What this exercise asks ::
1/ Copy the gold standard post word for word, beginning at the words "Under a pure" and stopping after "in your ear.".
2/ Can you carry on the gold standard post from its last sentence?

Reading passage ::
-- BEGIN --
December 12, 2005

silhouette3.JPG From the desk of Jane Galt:

Good as gold

James Hamilton has an excellent post on why the gold standard isn't the panacea so many people think:

Under a pure gold standard, the government would stand ready to trade dollars for gold at a fixed rate. Under such a monetary rule, it seems the dollar is "as good as gold."

Except that it really isn't-- the dollar is only as good as the government's credibility to stick with the standard. If a government can go on a gold standard, it can go off, and historically countries have done exactly that all the time. The fact that speculators know this means that any currency adhering to a gold standard (or, in more modern times, a fixed exchange rate) may be subject to a speculative attack.

How long a country stayed on the gold standard, he points out, is strongly correlated with how badly it suffered during the Great Depression. Try pointing that out to your local gold bug next time he tries to put a flea in your ear.

Posted by Jane Galt at December 12, 2005 05:12 PM | TrackBack | Technorati inbound links
Comments

Everyone thinks? Was I asleep when this became anything more than a crank issue for old-skool fringe libertarians? Even Hayek was calling bullshit on this stuff 40 years ago.

I'm telling you, free banking is what all the cool kids are into now.

Posted by: Matt McIntosh on December 12, 2005 05:26 PM

The gold standard can also be destroyed by relatively rapid shifts in the total world wide supply of gold. Shortages of gold can cause investors to suck gold out the reserve while an overabundance creates inflation.
-- END --
Extracted records ::
-- BEGIN --
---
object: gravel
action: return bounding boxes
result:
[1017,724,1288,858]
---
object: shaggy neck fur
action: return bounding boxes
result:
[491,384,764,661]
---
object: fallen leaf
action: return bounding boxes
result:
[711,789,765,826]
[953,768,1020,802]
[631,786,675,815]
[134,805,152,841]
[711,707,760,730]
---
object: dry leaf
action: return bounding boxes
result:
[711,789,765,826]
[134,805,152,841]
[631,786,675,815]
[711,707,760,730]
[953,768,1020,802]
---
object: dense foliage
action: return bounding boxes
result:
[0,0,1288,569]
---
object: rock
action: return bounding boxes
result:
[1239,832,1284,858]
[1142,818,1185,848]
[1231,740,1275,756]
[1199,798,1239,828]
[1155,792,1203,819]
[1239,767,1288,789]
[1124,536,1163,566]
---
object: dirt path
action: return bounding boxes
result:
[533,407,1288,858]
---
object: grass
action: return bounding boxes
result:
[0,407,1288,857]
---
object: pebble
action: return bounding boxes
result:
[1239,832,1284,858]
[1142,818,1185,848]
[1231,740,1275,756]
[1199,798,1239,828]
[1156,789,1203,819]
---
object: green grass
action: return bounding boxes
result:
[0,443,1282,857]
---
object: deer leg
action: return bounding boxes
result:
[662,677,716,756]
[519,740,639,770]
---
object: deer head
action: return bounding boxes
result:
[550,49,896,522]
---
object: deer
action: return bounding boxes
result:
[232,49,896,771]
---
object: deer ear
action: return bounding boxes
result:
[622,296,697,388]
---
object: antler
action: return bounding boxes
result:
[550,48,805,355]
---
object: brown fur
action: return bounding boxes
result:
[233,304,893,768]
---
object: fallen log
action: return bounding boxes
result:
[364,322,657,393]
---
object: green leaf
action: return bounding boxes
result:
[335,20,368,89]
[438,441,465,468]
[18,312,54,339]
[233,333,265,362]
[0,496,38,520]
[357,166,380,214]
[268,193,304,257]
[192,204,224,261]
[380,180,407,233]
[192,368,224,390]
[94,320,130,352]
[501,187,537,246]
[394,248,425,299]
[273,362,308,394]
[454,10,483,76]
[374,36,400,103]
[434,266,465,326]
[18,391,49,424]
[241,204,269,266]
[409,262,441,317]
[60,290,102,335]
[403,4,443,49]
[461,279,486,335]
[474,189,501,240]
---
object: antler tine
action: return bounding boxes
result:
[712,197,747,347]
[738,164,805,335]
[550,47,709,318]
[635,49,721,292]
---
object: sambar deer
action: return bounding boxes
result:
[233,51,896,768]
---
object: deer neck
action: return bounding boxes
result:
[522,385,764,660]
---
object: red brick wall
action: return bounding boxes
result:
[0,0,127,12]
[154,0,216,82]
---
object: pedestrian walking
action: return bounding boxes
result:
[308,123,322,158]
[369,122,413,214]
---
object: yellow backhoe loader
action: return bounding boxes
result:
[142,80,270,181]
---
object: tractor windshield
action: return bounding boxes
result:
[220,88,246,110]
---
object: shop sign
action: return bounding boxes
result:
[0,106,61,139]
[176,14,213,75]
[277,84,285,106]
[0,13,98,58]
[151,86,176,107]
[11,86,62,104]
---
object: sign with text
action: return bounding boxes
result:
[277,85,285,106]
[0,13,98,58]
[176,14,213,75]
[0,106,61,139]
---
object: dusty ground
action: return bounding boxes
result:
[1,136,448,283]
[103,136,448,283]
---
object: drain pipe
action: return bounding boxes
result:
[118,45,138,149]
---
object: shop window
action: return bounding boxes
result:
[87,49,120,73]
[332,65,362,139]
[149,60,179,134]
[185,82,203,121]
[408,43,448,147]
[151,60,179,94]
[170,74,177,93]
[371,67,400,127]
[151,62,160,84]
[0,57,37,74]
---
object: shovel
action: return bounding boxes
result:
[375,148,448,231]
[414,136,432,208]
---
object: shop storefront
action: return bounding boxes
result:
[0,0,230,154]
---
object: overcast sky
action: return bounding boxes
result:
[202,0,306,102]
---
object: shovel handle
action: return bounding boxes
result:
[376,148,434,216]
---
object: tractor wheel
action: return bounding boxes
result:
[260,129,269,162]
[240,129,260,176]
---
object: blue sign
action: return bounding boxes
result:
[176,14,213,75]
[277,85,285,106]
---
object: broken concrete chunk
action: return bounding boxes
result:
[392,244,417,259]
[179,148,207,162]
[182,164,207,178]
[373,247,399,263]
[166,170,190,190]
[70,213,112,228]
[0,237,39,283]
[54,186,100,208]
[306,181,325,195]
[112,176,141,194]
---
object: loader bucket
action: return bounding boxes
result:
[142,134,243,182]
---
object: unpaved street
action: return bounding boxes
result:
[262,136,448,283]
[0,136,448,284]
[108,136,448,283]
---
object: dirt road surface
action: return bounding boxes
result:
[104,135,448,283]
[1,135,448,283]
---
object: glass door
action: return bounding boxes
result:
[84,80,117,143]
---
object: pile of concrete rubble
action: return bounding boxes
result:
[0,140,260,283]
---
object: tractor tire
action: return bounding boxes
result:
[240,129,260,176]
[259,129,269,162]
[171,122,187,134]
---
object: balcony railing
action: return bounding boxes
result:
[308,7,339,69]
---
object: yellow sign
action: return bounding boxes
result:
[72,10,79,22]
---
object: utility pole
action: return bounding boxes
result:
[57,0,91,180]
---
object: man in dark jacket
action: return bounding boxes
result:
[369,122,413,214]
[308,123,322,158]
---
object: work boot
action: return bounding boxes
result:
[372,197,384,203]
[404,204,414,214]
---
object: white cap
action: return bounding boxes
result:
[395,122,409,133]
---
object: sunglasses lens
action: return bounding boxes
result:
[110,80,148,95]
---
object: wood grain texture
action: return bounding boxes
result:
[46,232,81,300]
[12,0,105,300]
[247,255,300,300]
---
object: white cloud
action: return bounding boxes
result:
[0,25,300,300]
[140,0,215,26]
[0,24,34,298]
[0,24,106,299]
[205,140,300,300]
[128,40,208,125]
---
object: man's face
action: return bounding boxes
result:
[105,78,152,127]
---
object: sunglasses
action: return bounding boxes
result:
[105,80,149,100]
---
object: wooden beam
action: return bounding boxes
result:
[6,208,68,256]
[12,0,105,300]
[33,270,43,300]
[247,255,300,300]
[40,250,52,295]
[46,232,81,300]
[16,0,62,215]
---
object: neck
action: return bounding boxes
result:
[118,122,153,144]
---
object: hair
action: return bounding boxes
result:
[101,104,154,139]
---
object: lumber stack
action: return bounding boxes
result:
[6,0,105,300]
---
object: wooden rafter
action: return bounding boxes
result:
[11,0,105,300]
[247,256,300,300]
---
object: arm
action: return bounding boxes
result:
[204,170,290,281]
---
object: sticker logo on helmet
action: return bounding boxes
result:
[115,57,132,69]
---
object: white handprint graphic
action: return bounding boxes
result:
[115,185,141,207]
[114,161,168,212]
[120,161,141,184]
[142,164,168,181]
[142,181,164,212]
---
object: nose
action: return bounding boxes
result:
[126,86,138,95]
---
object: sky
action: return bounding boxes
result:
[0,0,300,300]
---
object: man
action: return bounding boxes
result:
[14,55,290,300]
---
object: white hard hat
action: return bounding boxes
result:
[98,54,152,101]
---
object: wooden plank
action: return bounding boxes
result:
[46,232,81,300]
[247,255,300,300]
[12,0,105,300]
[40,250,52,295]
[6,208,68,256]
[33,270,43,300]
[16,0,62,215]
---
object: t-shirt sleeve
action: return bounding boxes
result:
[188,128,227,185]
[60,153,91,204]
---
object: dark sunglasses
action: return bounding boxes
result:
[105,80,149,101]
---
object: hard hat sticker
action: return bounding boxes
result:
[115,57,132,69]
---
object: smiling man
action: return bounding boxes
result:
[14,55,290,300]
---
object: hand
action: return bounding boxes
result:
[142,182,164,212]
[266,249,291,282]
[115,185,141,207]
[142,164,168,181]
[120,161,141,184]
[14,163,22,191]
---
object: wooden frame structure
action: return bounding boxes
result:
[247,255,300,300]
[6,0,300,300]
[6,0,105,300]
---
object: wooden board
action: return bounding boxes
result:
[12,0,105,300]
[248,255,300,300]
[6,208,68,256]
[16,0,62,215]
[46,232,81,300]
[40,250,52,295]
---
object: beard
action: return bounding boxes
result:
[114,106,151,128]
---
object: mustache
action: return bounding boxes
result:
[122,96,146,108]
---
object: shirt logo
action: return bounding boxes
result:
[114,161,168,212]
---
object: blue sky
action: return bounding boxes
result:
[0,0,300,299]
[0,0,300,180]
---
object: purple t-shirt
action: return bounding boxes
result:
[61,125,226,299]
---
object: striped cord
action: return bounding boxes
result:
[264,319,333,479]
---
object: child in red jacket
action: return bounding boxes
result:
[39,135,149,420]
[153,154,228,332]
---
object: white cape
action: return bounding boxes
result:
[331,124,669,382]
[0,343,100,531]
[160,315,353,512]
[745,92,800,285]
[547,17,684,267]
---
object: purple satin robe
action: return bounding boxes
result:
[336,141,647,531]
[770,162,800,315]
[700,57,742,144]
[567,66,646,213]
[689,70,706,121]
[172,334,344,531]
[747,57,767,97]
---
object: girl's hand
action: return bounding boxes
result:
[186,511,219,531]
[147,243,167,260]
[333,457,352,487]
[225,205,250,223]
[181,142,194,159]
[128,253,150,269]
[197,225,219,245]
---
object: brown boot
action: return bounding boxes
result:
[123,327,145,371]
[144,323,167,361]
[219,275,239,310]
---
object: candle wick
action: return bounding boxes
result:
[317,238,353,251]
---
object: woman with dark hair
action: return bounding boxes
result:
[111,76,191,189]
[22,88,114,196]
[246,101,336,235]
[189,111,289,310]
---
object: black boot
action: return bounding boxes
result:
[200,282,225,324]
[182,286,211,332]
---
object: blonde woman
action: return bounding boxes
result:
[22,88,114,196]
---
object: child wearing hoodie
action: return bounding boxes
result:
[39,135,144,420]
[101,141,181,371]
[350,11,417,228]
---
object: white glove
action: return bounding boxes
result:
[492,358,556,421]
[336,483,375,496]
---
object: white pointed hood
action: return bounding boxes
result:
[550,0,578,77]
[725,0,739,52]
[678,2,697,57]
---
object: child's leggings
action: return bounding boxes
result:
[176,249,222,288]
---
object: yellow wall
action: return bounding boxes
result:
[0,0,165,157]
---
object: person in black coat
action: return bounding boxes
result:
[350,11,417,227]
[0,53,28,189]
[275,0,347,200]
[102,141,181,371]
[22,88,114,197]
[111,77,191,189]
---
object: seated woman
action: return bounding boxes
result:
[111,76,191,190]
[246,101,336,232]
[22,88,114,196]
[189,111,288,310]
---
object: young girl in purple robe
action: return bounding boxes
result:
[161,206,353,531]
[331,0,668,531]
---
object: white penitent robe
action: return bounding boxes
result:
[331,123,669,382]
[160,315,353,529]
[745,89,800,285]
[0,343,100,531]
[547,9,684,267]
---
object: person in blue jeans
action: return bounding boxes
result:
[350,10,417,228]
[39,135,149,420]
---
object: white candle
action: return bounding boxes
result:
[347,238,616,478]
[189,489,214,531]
-- END --
Exercise results ::
1/
Under a pure gold standard, the government would stand ready to trade dollars for gold at a fixed rate. Under such a monetary rule, it seems the dollar is "as good as gold."

Except that it really isn't-- the dollar is only as good as the government's credibility to stick with the standard. If a government can go on a gold standard, it can go off, and historically countries have done exactly that all the time. The fact that speculators know this means that any currency adhering to a gold standard (or, in more modern times, a fixed exchange rate) may be subject to a speculative attack.

How long a country stayed on the gold standard, he points out, is strongly correlated with how badly it suffered during the Great Depression. Try pointing that out to your local gold bug next time he tries to put a flea in your ear.

2/
The only advantage that the gold standard ever had over fiat currency was that the necessity of maintaining the physical gold reserve created a limited externally imposed discipline on the part of those who issued the currency. Its really not clear to me at all that a gold backed currency could even function in the contemporary era or world-wide instantaneous commodity trading. Ones currency would be at the mercy of rapid fluctuations in price of gold.

Posted by: Shannon Love on December 12, 2005 06:17 PM

Except that it really isn't-- the dollar is only as good as the government's credibility to stick with the standard. If a government can go on a gold standard, it can go off, and historically countries have done exactly that all the time.

This would seem to be a problem with government, not the gold standard itself. If the government does repudiate its promise to redeem dollars with gold, it's not the holders of actual gold that suffer, but the holders of government promises.

There is no magic about gold beyond its sometime ability to restrict monetary supply inflation by the government to fund both wartime and peacetime expenditures.

Regards, Don


Posted by: Don Lloyd on December 12, 2005 06:52 PM

I have been having a multi-year argument with a c-anarchist friend on this very thing. I can't seem to get him to understand the deflationary impact of the gold standard and how that is so very much more difficult to cope with than any bout of inflation may be...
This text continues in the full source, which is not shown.